■ **EXERCISE AIM**
All of the entries, apart from their pictures, are to be copied verbatim.

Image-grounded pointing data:
——

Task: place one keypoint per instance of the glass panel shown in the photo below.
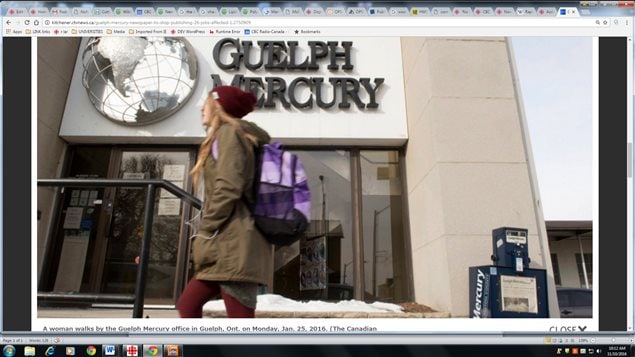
(588, 263)
(74, 250)
(320, 266)
(384, 253)
(124, 243)
(582, 298)
(556, 268)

——

■ **ANSWER BOX**
Task: place one keypoint per instance of the glass panel shown in the photo below.
(588, 263)
(74, 250)
(320, 266)
(384, 253)
(124, 243)
(582, 298)
(556, 268)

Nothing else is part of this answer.